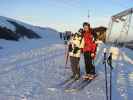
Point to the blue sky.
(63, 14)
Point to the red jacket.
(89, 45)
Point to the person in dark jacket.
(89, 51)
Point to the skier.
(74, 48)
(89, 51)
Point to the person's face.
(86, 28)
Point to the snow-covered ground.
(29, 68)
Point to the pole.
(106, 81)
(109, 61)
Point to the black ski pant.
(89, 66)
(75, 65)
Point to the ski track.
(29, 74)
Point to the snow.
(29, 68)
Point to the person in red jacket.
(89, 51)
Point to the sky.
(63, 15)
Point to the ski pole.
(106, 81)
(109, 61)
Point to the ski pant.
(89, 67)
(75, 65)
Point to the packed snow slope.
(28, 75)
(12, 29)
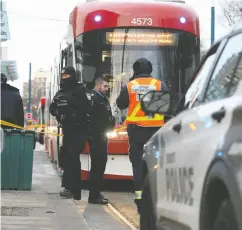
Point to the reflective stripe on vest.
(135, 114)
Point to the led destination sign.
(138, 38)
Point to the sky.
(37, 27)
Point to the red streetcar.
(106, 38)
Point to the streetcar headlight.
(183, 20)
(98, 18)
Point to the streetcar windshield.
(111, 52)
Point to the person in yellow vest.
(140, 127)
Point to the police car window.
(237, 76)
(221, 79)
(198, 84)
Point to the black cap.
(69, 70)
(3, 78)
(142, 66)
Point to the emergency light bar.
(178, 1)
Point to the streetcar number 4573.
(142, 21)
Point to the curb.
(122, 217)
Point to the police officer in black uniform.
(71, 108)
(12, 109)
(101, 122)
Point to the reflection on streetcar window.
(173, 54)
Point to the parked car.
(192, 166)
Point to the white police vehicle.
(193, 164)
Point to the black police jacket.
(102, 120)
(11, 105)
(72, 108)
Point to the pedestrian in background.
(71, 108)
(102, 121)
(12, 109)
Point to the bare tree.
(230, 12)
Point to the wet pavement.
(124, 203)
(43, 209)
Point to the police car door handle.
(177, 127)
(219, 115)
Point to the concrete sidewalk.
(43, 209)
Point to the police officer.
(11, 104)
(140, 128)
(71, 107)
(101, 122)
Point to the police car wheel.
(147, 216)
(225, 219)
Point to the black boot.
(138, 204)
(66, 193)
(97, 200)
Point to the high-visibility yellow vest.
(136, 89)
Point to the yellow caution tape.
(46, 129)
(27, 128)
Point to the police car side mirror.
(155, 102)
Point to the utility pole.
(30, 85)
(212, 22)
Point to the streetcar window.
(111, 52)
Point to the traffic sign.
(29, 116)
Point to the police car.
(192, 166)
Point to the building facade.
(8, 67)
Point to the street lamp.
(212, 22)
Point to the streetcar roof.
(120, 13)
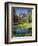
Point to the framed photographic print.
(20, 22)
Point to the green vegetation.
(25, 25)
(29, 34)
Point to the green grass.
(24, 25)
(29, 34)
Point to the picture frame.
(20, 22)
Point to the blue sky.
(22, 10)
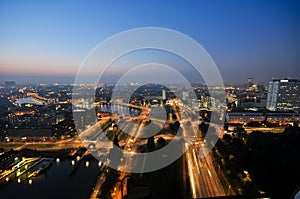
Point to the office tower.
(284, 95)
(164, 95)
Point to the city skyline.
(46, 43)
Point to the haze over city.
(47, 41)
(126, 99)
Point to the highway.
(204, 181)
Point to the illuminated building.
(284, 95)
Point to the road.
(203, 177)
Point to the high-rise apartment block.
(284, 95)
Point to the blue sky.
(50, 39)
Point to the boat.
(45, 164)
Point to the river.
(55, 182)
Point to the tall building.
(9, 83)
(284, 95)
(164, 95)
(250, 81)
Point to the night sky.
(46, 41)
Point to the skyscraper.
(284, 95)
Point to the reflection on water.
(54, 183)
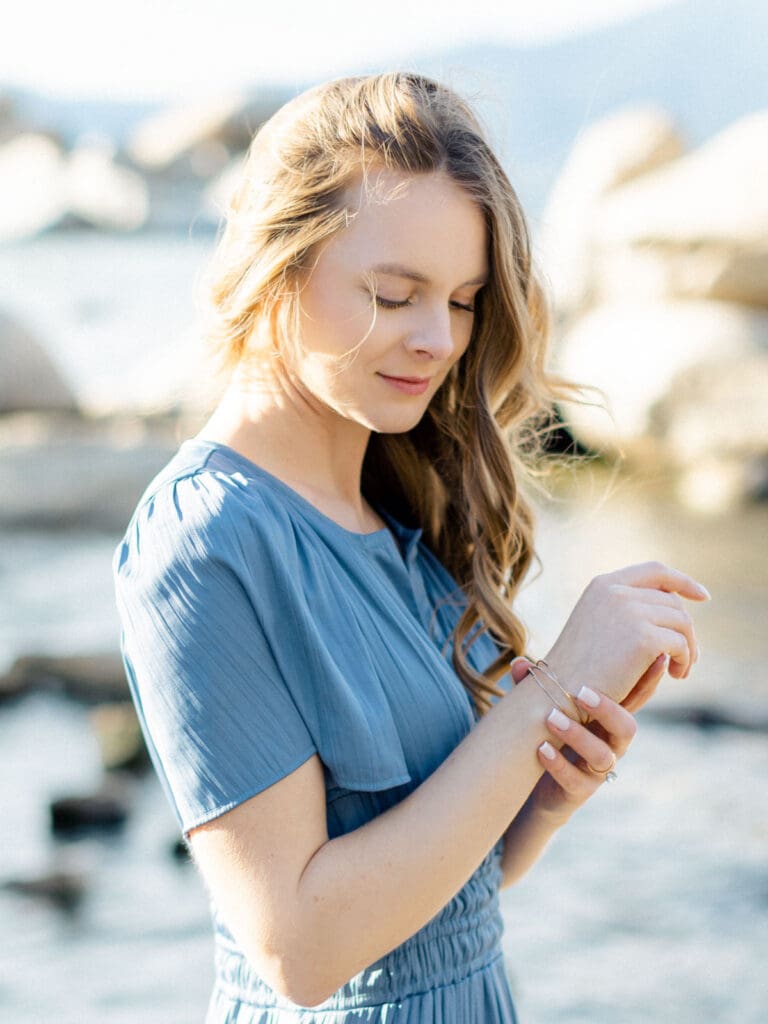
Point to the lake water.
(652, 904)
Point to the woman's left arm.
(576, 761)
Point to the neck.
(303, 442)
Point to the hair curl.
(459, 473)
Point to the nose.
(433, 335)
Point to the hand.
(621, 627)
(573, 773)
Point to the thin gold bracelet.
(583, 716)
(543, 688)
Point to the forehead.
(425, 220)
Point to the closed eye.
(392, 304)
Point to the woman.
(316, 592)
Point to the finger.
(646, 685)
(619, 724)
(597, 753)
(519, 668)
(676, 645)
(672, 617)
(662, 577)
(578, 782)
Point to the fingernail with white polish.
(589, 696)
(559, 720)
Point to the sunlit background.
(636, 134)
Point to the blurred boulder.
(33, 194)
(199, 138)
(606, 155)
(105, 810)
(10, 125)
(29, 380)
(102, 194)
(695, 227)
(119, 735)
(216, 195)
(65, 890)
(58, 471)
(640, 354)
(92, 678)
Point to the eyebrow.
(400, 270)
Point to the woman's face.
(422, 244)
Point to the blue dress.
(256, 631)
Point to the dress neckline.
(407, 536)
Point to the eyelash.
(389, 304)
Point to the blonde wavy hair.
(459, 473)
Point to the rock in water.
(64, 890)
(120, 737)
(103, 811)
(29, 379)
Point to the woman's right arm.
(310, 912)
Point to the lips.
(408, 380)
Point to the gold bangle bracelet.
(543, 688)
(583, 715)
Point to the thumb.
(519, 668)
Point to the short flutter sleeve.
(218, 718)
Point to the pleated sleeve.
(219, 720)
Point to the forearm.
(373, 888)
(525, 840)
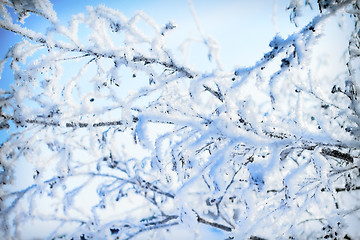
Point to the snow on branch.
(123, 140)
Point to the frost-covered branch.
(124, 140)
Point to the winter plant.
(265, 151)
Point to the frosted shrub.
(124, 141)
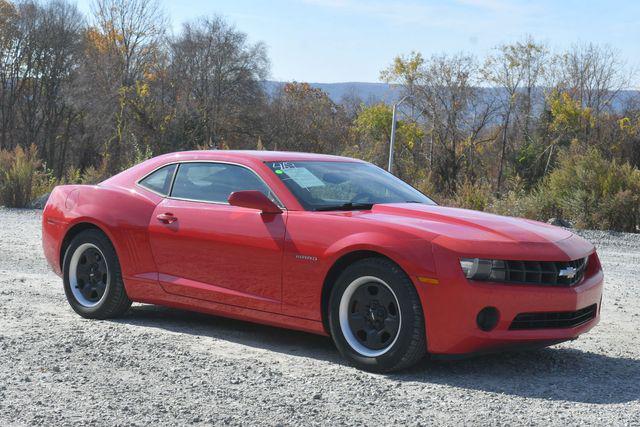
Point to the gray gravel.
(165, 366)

Work required
Without the pictures, retype the whole of the material above exactly.

Solution for this problem
Point to the blue sky.
(63, 14)
Point to the red jacket.
(89, 45)
Point to the person in dark jacket.
(89, 51)
Point to the skier.
(74, 48)
(89, 51)
Point to the person's face.
(86, 28)
Point to the snow-covered ground.
(29, 68)
Point to the pole.
(106, 81)
(109, 61)
Point to the black ski pant.
(89, 66)
(75, 65)
Point to the ski track.
(29, 74)
Point to the snow.
(29, 68)
Point to the person in red jacket.
(89, 51)
Point to the sky.
(63, 15)
Point to the ski pole.
(106, 81)
(109, 61)
Point to the ski pant.
(89, 67)
(75, 65)
Point to the packed snow slope.
(28, 75)
(12, 29)
Point to the reflective stripe on vest.
(135, 114)
Point to the led destination sign.
(138, 38)
Point to the sky.
(37, 27)
Point to the red streetcar.
(106, 38)
Point to the streetcar headlight.
(183, 20)
(98, 18)
Point to the streetcar windshield.
(111, 52)
Point to the person in yellow vest.
(140, 127)
Point to the police car window.
(237, 76)
(221, 79)
(198, 84)
Point to the black cap.
(69, 70)
(3, 78)
(142, 66)
Point to the emergency light bar.
(178, 1)
Point to the streetcar number 4573.
(142, 21)
Point to the curb.
(122, 217)
Point to the police officer in black uniform.
(71, 108)
(12, 109)
(101, 122)
Point to the reflection on streetcar window.
(173, 54)
Point to the parked car.
(192, 166)
Point to the white police vehicle.
(193, 164)
Point to the black police jacket.
(102, 120)
(11, 105)
(72, 108)
Point to the pedestrian in background.
(71, 108)
(102, 121)
(12, 109)
Point to the bare tree.
(230, 12)
Point to the wet pavement.
(124, 203)
(43, 209)
Point to the police car door handle.
(177, 127)
(219, 115)
Point to the concrete sidewalk.
(43, 209)
Point to the police officer.
(11, 104)
(140, 128)
(71, 107)
(101, 122)
Point to the police car wheel.
(147, 216)
(225, 219)
Point to the black boot.
(138, 204)
(66, 193)
(97, 200)
Point to the high-visibility yellow vest.
(136, 89)
Point to the yellow caution tape.
(46, 129)
(27, 128)
Point to the police car side mirror.
(155, 102)
Point to the utility pole.
(30, 85)
(212, 22)
Point to the streetcar window.
(111, 52)
Point to the traffic sign.
(29, 116)
Point to the police car.
(192, 166)
Point to the building facade.
(8, 67)
Point to the street lamp.
(212, 22)
Point to the streetcar roof.
(120, 13)
Point to the framed photographic print.
(20, 22)
Point to the green vegetation.
(25, 25)
(29, 34)
Point to the green grass.
(24, 25)
(29, 34)
Point to the picture frame.
(20, 22)
Point to the blue sky.
(22, 10)
Point to the office tower.
(284, 95)
(164, 95)
Point to the city skyline.
(46, 43)
Point to the haze over city.
(47, 41)
(126, 99)
Point to the highway.
(204, 181)
Point to the illuminated building.
(284, 95)
Point to the road.
(203, 177)
Point to the high-rise apartment block.
(284, 95)
Point to the blue sky.
(50, 39)
Point to the boat.
(45, 164)
Point to the river.
(55, 182)
Point to the tall building.
(9, 83)
(284, 95)
(164, 95)
(250, 81)
Point to the night sky.
(46, 41)
Point to the skyscraper.
(284, 95)
Point to the reflection on water.
(54, 183)
Point to the lake water.
(652, 904)
Point to the woman's left arm.
(576, 761)
Point to the neck.
(303, 442)
Point to the hair curl.
(459, 473)
Point to the nose.
(433, 335)
Point to the hand.
(621, 627)
(573, 773)
Point to the thin gold bracelet.
(583, 716)
(543, 688)
Point to the forehead.
(425, 220)
Point to the closed eye.
(392, 304)
Point to the woman.
(316, 592)
Point to the finger.
(646, 685)
(619, 724)
(597, 753)
(519, 668)
(676, 645)
(672, 617)
(662, 577)
(578, 782)
Point to the fingernail with white polish.
(589, 696)
(559, 720)
Point to the sunlit background.
(636, 134)
Point to the blurred boulder.
(33, 194)
(199, 138)
(606, 155)
(105, 810)
(10, 125)
(29, 380)
(102, 194)
(695, 227)
(119, 735)
(216, 195)
(65, 890)
(58, 471)
(640, 354)
(92, 678)
Point to the eyebrow.
(400, 270)
Point to the woman's face.
(422, 244)
Point to the blue dress.
(256, 631)
Point to the dress neckline.
(407, 536)
Point to the eyelash.
(389, 304)
Point to the blonde wavy hair.
(459, 473)
Point to the rock in water.
(64, 890)
(120, 737)
(103, 811)
(29, 379)
Point to the woman's right arm.
(310, 912)
Point to the lips.
(408, 380)
Point to the gold bangle bracelet.
(543, 688)
(583, 715)
Point to the thumb.
(519, 668)
Point to the short flutter sleeve.
(218, 718)
Point to the pleated sleeve.
(219, 720)
Point to the forearm.
(373, 888)
(525, 840)
Point to the snow on branch.
(123, 140)
Point to the frost-covered branch.
(124, 140)
Point to the winter plant.
(265, 151)
Point to the frosted shrub.
(124, 141)
Point to the gray gravel.
(165, 366)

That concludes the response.